Request 1.
In the EMC2 setup notes below, condense the paragraph that begins "6.6 asks for mechanical info" into a short bulleted list that keeps its main facts.
Request 2.
Print the part of the EMC2 setup notes below starting with "Apparently I've accumulated" and going on through "Direction Setup (200ns).", with no changes.
Request 3.
Carry on the EMC2 setup notes below from their last sentence, keeping the same voice.

Passage given.

Because I have no encoders, we're done with this step! Too bad I didn't get my fuses & relays today or I might have the machine running by this evening (it's already 3:16 PM, and I'll define "evening" as any time before reveille -- ~6AM, like the Air Force does). Final operation tests will have to wait until Monday evening (2 days from now). In the mean time we can get test the setup, jog the steppers, make sure our config is mostly correct, etc.
For some reason SSR1 and SSR8 (machine enable by default, but I'm not using it) are on? Hmm. They weren't on prior to running univstepdiags' diocontinuous test.
Now lets see about configuring EMC2 ... this could take awhile. Fortunately, I downloaded all the sample configs from the Pico Systems' USC page and brought them over to the shop. No internet in the shop slows things down markedly. It's the dark ages! I've always felt that the documentation surrounding configuration has been a bit lacking, though many folks have worked to improve it in the past few years. I haven't really gone through the wizards fully before, but the list of parameters is a bit much for the novice user. Really only helpful once you're trying to add specific inputs & outputs, or adjust certain parameters.
Apparently I'm running EMC2.4.5. I have to get used to calling it LinuxCNC!
Ok, first copy the Pico Systems sample configs from my Mac to the Linux box via flash drive.
Apparently I've accumulated 44 megs of documentation for this project! I'm sure I'm missing some key info, too.
Going through the "EMC2_Getting_Started.pdf" v2.4, I'm up to chapter 6. This tells me to record my machine information. Specifically, they're looking for drive type (G203V), step time (1 us), step space (2us), Direction Hold (200ns), Direction Setup (200ns).
Now (sec 6.5), they're asking for pinouts. Not relevant b/c of the usc board.
6.6 asks for mechanical info. Because this is a BOSS 5, each axis is the same. Because the G203V's have 10 microsteps per step, the steps per revolution = 200 but the microsteps = 10. Motor teeth = 1, Leadscrew teeth = 1 (1:1 timing pulley ratio), Leadscrew pitch = 5 TPI. Therefore, each step = 0.001" and each microstep = 0.0001" (more or less).
Now lets run stepconf wizard. Click forward, then "Modify a configuration." Let's choose Jon's Spindle DAC configuration. Ok, that didn't work because it didn't have a stepconf wizard file in it. We need to review the Integrators Manual to figure out which files are which and which parameters we need to modify.
Because the Integrator's Manual starts with the INI file, that's what we're going to start with.
Before we do this, make a new copy in your /<user>/emc2/configs directory. Name it something unique. I called it "Matts Bridgeport Series 1 Boss 5 with USC." Descriptive enough, but not exactly concise. For some reason, the gedit didn't like the single quote when I typed it in the .ini file so I omitted it. Now open all the config files and choose "Display" instead of run. I used the Spindle DAC sample config because I thought it would be reasonably similar.

Material provided.

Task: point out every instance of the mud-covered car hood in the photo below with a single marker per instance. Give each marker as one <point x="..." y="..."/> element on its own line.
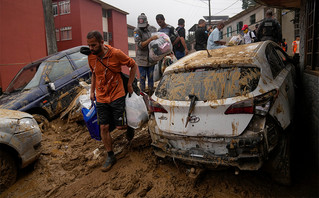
<point x="17" y="100"/>
<point x="10" y="114"/>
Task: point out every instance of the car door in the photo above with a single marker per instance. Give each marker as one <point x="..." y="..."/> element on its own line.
<point x="80" y="62"/>
<point x="281" y="109"/>
<point x="65" y="83"/>
<point x="290" y="79"/>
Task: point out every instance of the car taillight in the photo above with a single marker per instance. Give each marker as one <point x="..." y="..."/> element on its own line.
<point x="258" y="105"/>
<point x="156" y="107"/>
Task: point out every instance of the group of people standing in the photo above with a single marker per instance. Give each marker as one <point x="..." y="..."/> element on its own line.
<point x="269" y="29"/>
<point x="143" y="36"/>
<point x="105" y="62"/>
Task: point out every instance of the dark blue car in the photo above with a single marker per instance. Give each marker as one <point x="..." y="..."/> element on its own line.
<point x="46" y="87"/>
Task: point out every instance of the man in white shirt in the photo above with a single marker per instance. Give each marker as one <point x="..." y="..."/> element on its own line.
<point x="214" y="39"/>
<point x="249" y="36"/>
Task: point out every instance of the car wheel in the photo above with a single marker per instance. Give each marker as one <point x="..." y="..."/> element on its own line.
<point x="42" y="122"/>
<point x="8" y="170"/>
<point x="281" y="167"/>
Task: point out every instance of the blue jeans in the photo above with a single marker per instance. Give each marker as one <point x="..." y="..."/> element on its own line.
<point x="146" y="72"/>
<point x="179" y="54"/>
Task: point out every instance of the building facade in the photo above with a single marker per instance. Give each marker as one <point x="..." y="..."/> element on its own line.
<point x="22" y="36"/>
<point x="24" y="39"/>
<point x="73" y="19"/>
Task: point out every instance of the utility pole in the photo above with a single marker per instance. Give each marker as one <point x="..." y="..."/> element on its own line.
<point x="209" y="20"/>
<point x="49" y="27"/>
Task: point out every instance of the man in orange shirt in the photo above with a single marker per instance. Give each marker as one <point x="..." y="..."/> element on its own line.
<point x="295" y="49"/>
<point x="107" y="88"/>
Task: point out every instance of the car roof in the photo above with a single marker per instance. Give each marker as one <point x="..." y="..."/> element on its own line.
<point x="239" y="55"/>
<point x="54" y="56"/>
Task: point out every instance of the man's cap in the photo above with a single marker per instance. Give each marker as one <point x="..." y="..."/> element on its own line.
<point x="245" y="27"/>
<point x="142" y="21"/>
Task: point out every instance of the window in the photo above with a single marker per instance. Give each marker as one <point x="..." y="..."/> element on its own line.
<point x="60" y="68"/>
<point x="131" y="46"/>
<point x="64" y="7"/>
<point x="130" y="32"/>
<point x="105" y="36"/>
<point x="55" y="9"/>
<point x="66" y="33"/>
<point x="109" y="36"/>
<point x="104" y="13"/>
<point x="253" y="19"/>
<point x="79" y="59"/>
<point x="57" y="34"/>
<point x="239" y="26"/>
<point x="229" y="31"/>
<point x="274" y="61"/>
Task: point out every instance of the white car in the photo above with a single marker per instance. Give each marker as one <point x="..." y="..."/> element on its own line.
<point x="20" y="144"/>
<point x="229" y="107"/>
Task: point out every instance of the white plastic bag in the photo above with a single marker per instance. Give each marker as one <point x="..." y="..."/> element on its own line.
<point x="160" y="47"/>
<point x="235" y="40"/>
<point x="136" y="112"/>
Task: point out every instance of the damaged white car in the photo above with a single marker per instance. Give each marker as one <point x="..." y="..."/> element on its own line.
<point x="229" y="107"/>
<point x="20" y="144"/>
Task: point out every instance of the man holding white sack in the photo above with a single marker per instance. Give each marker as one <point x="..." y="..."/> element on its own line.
<point x="143" y="36"/>
<point x="107" y="87"/>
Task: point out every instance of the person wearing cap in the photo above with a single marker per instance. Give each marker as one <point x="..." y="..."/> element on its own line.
<point x="214" y="39"/>
<point x="249" y="36"/>
<point x="180" y="49"/>
<point x="107" y="88"/>
<point x="201" y="35"/>
<point x="269" y="29"/>
<point x="143" y="36"/>
<point x="255" y="32"/>
<point x="167" y="29"/>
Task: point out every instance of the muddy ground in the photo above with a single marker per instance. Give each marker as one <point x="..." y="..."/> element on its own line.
<point x="70" y="162"/>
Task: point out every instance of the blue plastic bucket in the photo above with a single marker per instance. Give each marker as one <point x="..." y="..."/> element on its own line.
<point x="90" y="119"/>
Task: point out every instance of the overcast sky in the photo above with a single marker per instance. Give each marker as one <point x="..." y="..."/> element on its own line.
<point x="190" y="10"/>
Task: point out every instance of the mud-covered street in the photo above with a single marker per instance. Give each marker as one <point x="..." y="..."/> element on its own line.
<point x="70" y="162"/>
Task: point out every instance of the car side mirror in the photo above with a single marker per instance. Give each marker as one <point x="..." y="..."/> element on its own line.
<point x="51" y="86"/>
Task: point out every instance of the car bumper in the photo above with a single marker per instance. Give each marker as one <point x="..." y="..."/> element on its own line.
<point x="28" y="145"/>
<point x="246" y="152"/>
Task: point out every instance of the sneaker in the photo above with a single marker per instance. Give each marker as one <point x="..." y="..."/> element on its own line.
<point x="129" y="133"/>
<point x="110" y="161"/>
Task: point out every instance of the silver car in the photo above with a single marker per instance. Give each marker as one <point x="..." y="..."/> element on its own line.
<point x="230" y="107"/>
<point x="20" y="144"/>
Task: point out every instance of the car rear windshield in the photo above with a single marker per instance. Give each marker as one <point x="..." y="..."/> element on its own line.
<point x="208" y="83"/>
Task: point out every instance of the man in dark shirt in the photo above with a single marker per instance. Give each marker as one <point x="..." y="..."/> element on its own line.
<point x="269" y="29"/>
<point x="201" y="35"/>
<point x="180" y="49"/>
<point x="167" y="29"/>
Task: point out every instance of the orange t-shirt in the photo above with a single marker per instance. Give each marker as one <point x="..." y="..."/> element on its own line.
<point x="109" y="84"/>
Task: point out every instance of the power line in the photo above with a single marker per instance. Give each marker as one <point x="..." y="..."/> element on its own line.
<point x="227" y="7"/>
<point x="183" y="2"/>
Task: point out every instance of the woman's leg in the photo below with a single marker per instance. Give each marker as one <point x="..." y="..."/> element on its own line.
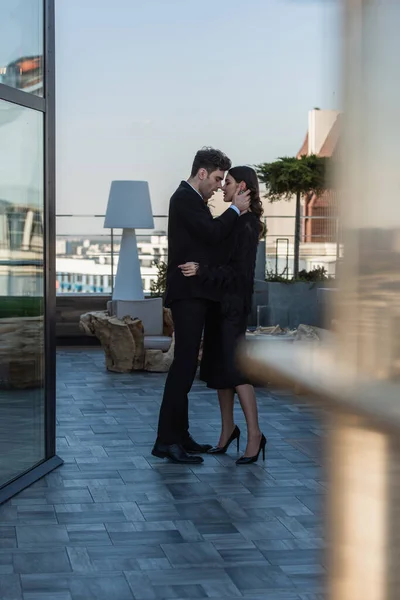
<point x="248" y="403"/>
<point x="226" y="399"/>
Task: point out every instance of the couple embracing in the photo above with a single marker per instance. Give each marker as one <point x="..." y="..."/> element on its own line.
<point x="210" y="278"/>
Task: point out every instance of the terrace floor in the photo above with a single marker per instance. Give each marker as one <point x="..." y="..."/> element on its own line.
<point x="114" y="523"/>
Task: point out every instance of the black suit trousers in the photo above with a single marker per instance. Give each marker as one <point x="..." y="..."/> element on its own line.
<point x="189" y="317"/>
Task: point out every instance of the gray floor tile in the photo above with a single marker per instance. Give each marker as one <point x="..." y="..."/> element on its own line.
<point x="115" y="522"/>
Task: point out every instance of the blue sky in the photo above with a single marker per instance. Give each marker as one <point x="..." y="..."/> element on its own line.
<point x="141" y="85"/>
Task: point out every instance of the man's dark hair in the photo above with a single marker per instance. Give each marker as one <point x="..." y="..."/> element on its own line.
<point x="211" y="160"/>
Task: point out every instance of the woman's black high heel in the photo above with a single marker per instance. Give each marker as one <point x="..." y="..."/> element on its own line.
<point x="246" y="460"/>
<point x="222" y="449"/>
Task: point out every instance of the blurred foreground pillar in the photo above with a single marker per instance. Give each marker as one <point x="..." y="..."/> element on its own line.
<point x="364" y="459"/>
<point x="357" y="378"/>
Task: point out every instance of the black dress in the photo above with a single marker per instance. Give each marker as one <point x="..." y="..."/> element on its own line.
<point x="227" y="321"/>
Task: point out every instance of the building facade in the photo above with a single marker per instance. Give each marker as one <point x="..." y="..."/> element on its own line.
<point x="27" y="244"/>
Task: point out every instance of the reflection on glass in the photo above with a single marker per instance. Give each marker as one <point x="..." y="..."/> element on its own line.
<point x="21" y="45"/>
<point x="21" y="290"/>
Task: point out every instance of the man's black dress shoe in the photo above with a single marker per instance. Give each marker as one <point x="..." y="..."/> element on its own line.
<point x="176" y="453"/>
<point x="193" y="447"/>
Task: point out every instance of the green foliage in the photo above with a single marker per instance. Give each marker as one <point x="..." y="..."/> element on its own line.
<point x="290" y="175"/>
<point x="158" y="287"/>
<point x="315" y="275"/>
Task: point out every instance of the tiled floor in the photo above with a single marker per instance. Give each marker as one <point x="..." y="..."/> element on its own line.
<point x="114" y="523"/>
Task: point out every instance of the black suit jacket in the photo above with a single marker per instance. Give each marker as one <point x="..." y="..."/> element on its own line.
<point x="193" y="235"/>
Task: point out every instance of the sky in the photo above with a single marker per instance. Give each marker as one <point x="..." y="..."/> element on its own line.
<point x="142" y="85"/>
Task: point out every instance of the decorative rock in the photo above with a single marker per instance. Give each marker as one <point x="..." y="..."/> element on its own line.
<point x="306" y="333"/>
<point x="121" y="339"/>
<point x="123" y="343"/>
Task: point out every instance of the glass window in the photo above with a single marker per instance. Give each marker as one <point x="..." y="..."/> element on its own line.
<point x="21" y="45"/>
<point x="22" y="438"/>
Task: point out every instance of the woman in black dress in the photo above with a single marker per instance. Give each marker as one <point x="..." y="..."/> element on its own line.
<point x="226" y="325"/>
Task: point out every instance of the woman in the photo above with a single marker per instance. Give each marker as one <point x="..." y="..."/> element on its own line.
<point x="226" y="326"/>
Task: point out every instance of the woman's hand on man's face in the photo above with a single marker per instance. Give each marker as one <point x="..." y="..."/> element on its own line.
<point x="189" y="269"/>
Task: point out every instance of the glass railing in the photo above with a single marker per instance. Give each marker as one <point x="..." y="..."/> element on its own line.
<point x="87" y="254"/>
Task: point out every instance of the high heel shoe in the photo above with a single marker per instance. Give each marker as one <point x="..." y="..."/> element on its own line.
<point x="235" y="435"/>
<point x="246" y="460"/>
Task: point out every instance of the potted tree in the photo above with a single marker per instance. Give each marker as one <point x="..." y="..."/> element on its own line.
<point x="290" y="305"/>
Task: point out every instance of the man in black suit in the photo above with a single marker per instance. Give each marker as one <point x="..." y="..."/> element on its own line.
<point x="193" y="235"/>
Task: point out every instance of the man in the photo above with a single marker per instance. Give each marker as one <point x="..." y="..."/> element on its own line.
<point x="193" y="235"/>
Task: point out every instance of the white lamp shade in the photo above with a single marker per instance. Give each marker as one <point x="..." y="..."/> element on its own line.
<point x="129" y="206"/>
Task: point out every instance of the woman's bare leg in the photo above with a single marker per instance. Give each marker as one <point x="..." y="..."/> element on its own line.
<point x="226" y="399"/>
<point x="248" y="403"/>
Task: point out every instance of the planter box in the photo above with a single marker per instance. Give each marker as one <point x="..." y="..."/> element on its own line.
<point x="288" y="304"/>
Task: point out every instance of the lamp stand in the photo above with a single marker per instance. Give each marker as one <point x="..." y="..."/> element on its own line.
<point x="128" y="280"/>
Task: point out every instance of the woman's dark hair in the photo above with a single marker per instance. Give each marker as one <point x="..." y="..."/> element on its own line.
<point x="249" y="176"/>
<point x="211" y="160"/>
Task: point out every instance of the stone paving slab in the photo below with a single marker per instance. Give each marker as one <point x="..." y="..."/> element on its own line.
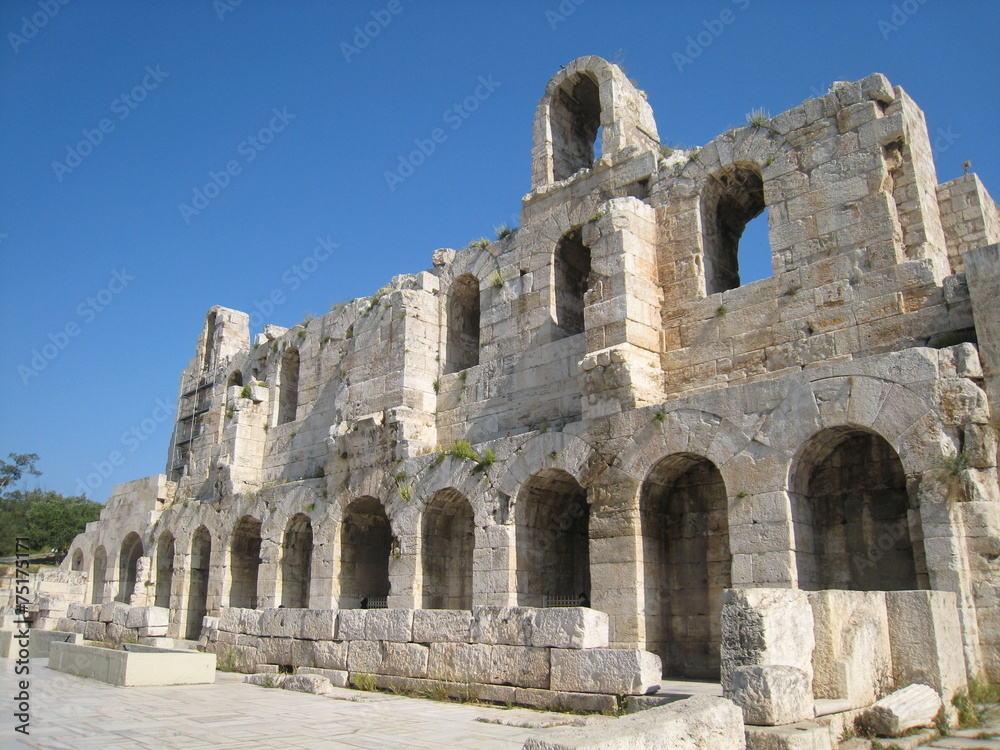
<point x="74" y="713"/>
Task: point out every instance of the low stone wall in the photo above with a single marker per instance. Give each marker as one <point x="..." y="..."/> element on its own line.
<point x="116" y="622"/>
<point x="518" y="654"/>
<point x="142" y="667"/>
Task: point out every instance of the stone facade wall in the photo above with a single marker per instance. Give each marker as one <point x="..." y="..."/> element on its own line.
<point x="696" y="434"/>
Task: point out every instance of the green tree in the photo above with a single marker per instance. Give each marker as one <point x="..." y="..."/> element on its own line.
<point x="46" y="519"/>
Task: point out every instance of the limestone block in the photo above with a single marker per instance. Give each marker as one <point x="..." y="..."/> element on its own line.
<point x="337" y="677"/>
<point x="509" y="626"/>
<point x="108" y="610"/>
<point x="913" y="706"/>
<point x="77" y="611"/>
<point x="330" y="654"/>
<point x="351" y="624"/>
<point x="771" y="695"/>
<point x="852" y="658"/>
<point x="442" y="626"/>
<point x="95" y="631"/>
<point x="459" y="662"/>
<point x="521" y="666"/>
<point x="281" y="621"/>
<point x="692" y="724"/>
<point x="924" y="632"/>
<point x="612" y="671"/>
<point x="318" y="624"/>
<point x="766" y="626"/>
<point x="275" y="650"/>
<point x="570" y="627"/>
<point x="307" y="683"/>
<point x="389" y="625"/>
<point x="801" y="736"/>
<point x="147" y="617"/>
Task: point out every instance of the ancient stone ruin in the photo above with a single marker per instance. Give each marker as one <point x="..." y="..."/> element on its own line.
<point x="789" y="485"/>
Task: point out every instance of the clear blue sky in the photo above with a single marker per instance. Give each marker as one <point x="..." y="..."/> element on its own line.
<point x="94" y="238"/>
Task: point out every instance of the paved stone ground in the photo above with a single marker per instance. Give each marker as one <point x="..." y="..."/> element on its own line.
<point x="73" y="713"/>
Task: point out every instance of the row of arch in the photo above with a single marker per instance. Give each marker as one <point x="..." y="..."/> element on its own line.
<point x="854" y="527"/>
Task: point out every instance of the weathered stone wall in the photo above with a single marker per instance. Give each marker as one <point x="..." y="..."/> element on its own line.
<point x="615" y="414"/>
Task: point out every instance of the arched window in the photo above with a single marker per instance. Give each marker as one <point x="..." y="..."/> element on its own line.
<point x="288" y="386"/>
<point x="365" y="546"/>
<point x="733" y="198"/>
<point x="201" y="556"/>
<point x="244" y="563"/>
<point x="447" y="543"/>
<point x="553" y="540"/>
<point x="100" y="576"/>
<point x="164" y="568"/>
<point x="296" y="562"/>
<point x="462" y="350"/>
<point x="575" y="117"/>
<point x="852" y="515"/>
<point x="571" y="275"/>
<point x="686" y="563"/>
<point x="128" y="563"/>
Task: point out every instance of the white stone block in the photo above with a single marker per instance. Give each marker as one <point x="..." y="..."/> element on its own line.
<point x="913" y="706"/>
<point x="570" y="627"/>
<point x="509" y="626"/>
<point x="766" y="626"/>
<point x="351" y="624"/>
<point x="852" y="658"/>
<point x="698" y="723"/>
<point x="442" y="626"/>
<point x="147" y="617"/>
<point x="389" y="625"/>
<point x="612" y="671"/>
<point x="771" y="694"/>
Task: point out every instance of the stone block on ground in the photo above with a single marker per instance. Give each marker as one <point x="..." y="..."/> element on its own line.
<point x="852" y="658"/>
<point x="801" y="736"/>
<point x="771" y="695"/>
<point x="570" y="627"/>
<point x="913" y="706"/>
<point x="923" y="632"/>
<point x="697" y="723"/>
<point x="766" y="626"/>
<point x="307" y="683"/>
<point x="611" y="671"/>
<point x="442" y="626"/>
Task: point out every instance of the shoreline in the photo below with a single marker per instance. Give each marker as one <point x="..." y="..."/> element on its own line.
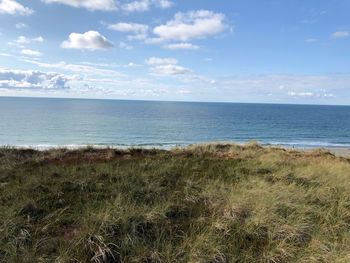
<point x="336" y="150"/>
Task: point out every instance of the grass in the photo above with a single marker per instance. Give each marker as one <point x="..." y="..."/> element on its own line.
<point x="207" y="203"/>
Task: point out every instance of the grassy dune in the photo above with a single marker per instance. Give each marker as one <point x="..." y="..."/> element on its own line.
<point x="209" y="203"/>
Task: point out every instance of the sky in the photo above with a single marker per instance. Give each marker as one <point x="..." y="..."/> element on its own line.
<point x="264" y="51"/>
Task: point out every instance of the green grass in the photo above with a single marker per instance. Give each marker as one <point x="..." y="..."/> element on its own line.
<point x="207" y="203"/>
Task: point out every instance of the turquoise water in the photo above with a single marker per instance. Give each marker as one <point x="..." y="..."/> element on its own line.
<point x="44" y="123"/>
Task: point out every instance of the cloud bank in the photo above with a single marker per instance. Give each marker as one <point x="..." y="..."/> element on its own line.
<point x="102" y="5"/>
<point x="12" y="7"/>
<point x="32" y="80"/>
<point x="191" y="25"/>
<point x="91" y="40"/>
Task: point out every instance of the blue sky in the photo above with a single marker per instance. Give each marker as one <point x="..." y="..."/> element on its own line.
<point x="273" y="51"/>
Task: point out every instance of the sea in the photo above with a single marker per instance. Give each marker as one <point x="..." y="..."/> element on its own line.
<point x="44" y="123"/>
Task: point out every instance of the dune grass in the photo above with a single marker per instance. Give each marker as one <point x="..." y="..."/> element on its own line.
<point x="206" y="203"/>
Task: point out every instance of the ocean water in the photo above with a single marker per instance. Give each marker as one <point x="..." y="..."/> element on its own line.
<point x="45" y="123"/>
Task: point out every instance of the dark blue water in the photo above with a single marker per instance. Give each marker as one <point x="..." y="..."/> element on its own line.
<point x="70" y="122"/>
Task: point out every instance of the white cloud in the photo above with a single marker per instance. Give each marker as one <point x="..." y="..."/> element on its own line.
<point x="181" y="46"/>
<point x="22" y="40"/>
<point x="164" y="3"/>
<point x="137" y="6"/>
<point x="12" y="7"/>
<point x="88" y="68"/>
<point x="166" y="66"/>
<point x="31" y="53"/>
<point x="310" y="40"/>
<point x="32" y="80"/>
<point x="169" y="70"/>
<point x="145" y="5"/>
<point x="125" y="46"/>
<point x="103" y="5"/>
<point x="341" y="34"/>
<point x="300" y="94"/>
<point x="183" y="92"/>
<point x="129" y="28"/>
<point x="191" y="25"/>
<point x="161" y="61"/>
<point x="91" y="40"/>
<point x="21" y="25"/>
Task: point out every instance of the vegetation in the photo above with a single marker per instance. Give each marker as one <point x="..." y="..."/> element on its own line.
<point x="206" y="203"/>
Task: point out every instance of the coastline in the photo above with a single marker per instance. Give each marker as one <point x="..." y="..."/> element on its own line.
<point x="337" y="151"/>
<point x="204" y="201"/>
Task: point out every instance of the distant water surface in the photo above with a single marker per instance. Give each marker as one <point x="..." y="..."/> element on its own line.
<point x="44" y="123"/>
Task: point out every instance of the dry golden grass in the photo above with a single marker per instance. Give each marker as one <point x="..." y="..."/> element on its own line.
<point x="210" y="203"/>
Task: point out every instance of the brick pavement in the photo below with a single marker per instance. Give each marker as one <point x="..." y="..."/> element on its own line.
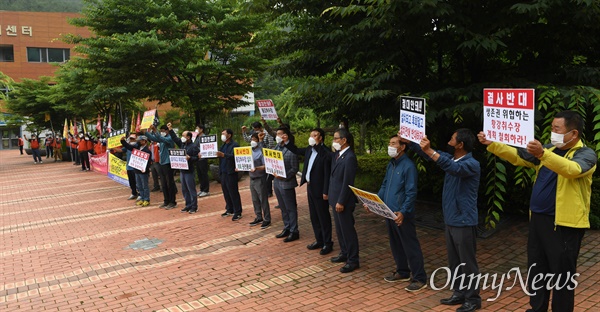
<point x="66" y="240"/>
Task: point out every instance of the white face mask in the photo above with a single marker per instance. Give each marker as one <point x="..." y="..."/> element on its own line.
<point x="392" y="152"/>
<point x="557" y="139"/>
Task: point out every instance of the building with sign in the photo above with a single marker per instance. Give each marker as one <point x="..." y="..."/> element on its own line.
<point x="30" y="47"/>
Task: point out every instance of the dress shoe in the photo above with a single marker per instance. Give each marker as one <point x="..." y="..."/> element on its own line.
<point x="339" y="258"/>
<point x="349" y="268"/>
<point x="454" y="300"/>
<point x="292" y="237"/>
<point x="315" y="245"/>
<point x="327" y="248"/>
<point x="284" y="233"/>
<point x="468" y="307"/>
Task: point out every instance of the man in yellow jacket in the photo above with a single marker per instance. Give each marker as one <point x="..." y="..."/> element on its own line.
<point x="559" y="208"/>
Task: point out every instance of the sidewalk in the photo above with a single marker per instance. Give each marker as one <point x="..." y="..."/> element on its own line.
<point x="71" y="241"/>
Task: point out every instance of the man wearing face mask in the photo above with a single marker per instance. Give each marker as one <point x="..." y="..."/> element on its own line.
<point x="285" y="188"/>
<point x="316" y="171"/>
<point x="459" y="204"/>
<point x="229" y="177"/>
<point x="188" y="182"/>
<point x="559" y="206"/>
<point x="399" y="192"/>
<point x="342" y="200"/>
<point x="167" y="181"/>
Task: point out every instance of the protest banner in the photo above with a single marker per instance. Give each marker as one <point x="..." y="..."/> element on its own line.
<point x="508" y="116"/>
<point x="148" y="119"/>
<point x="267" y="109"/>
<point x="117" y="170"/>
<point x="138" y="160"/>
<point x="99" y="163"/>
<point x="374" y="203"/>
<point x="412" y="118"/>
<point x="114" y="138"/>
<point x="208" y="146"/>
<point x="243" y="158"/>
<point x="274" y="162"/>
<point x="178" y="159"/>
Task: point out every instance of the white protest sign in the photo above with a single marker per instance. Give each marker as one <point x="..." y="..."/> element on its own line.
<point x="267" y="109"/>
<point x="208" y="146"/>
<point x="138" y="160"/>
<point x="243" y="158"/>
<point x="508" y="116"/>
<point x="274" y="162"/>
<point x="412" y="118"/>
<point x="178" y="159"/>
<point x="374" y="203"/>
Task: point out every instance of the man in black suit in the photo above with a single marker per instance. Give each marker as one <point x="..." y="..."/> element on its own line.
<point x="342" y="200"/>
<point x="317" y="168"/>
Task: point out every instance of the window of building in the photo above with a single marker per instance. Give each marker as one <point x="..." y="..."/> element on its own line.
<point x="7" y="53"/>
<point x="45" y="55"/>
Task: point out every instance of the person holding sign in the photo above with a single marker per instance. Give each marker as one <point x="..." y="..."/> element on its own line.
<point x="202" y="166"/>
<point x="399" y="192"/>
<point x="342" y="200"/>
<point x="229" y="177"/>
<point x="258" y="183"/>
<point x="316" y="171"/>
<point x="188" y="182"/>
<point x="459" y="203"/>
<point x="167" y="181"/>
<point x="285" y="188"/>
<point x="141" y="177"/>
<point x="559" y="207"/>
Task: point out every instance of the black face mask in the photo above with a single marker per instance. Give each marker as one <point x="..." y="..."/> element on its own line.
<point x="450" y="149"/>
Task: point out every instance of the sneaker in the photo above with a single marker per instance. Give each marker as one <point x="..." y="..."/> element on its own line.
<point x="265" y="224"/>
<point x="255" y="222"/>
<point x="415" y="286"/>
<point x="171" y="206"/>
<point x="396" y="277"/>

Exercise result 1.
- Section 6.6 covers mechanical information. On the BOSS 5, every axis is the same.
- The G203V drives give 200 steps per revolution and 10 microsteps per step.
- Motor teeth = 1 and leadscrew teeth = 1 (a 1:1 timing pulley ratio). Leadscrew pitch = 5 TPI.
- Each step therefore moves about 0.001", and each microstep moves about 0.0001".

Exercise result 2.
Apparently I've accumulated 44 megs of documentation for this project! I'm sure I'm missing some key info, too.
Going through the "EMC2_Getting_Started.pdf" v2.4, I'm up to chapter 6. This tells me to record my machine information. Specifically, they're looking for drive type (G203V), step time (1 us), step space (2us), Direction Hold (200ns), Direction Setup (200ns).

Exercise result 3.
We now need to go through the manual and change values line by line to suit our requirements. There's no wizard that I'm aware of for USC boards.
Looking through the .ini file, increase the Version to 1.7 from 1.6 so we can distinguish from the regular Spindle DAC board config.
Update the machine name.
Leave the debug level the same for now.
Jon has the display set to tkemc, which I'll use for now as I have no preference. There are a number of axis parameters discussed in the [display] section which are irrelevant for us at the moment. So far so good, nothing to change here.
I should note that base period is set to 50,000 ns, which is fine. There's no need to be any faster, and frankly, jitter is fairly unimportant thanks to the USC. As I understand it, as long as we get reasonably consistent servo periods, we're good to go because the machine will think it's driving servos. The USC simulates the servos and translates the servo commands into steps and directions in the FPGA, making it able to take a larger chunk of data and use it for longer, if you will. A software stepper relies on every single pulse from the parallel port to make a move, there's no 'batching' the data.
The [HAL] section is where it gets a bit interesting. The halfiles specified are included in the config. Not sure what they do exactly. Maybe we'll figure that one out later.
[TRAJ] - I changed max velocity (in inches per second) to 2.0 from 1.2, amounting to a max velocity of any axis of 120 IPM. For now, we'll try it. I'm not sure if it's achievable.
The TRAJ section also has probe_index and probe_polarity, which have no definition in the integrator manual. We'll leave them be for now.
For the Axes, change the max velocity to 2.0 from 1.2 for Axes 0, 1, and 2 (X, Y, and Z). No need to mess with Axis 3 (A) because I don't have one at the moment.
Based on the descriptions under homing, this config assumes you have no home switches. While that's technically correct (as I plan on using the limit switches), I'll leave it as is for now. I don't need to home to test stepper functions. Chapter 4 covers homing in more detail, so I can look at it later.
The Deadband setting is .000126" which is just over what the machine can microstep, so I'll leave it as is. I'm not sure how relevant this is.
You see P, I, and D terms these will have to be tuned later. Basically, tune the P up until the following errors appear, then back off a bit (according to Jon). I doubt that feedback loop tuning will be a problem for an open loop system, it just increases the speed & acceleration of each axis.
Input_Scale needs to be adjusted for our system. In our case, we have 2000 counts per rev (with 10 microsteps per step, times 200 steps) times 5 revolutions per inch, so 10,000 counts per inch instead of 4000 counts per inch. Change these on each axis (leaving axis 3 alone for now). I think that's what we need here. It's not entirely clear whether this is what I think it is. I assume instead of encoder counts, we're interested in number of step commands per inch. We'll see when we start jogging the motors.
Ok, now we're done with the .ini file.
Let's look at the univstep_io.hal file.
Chapter 7. The documentation is a bit more ... interesting. More powerful, but more ...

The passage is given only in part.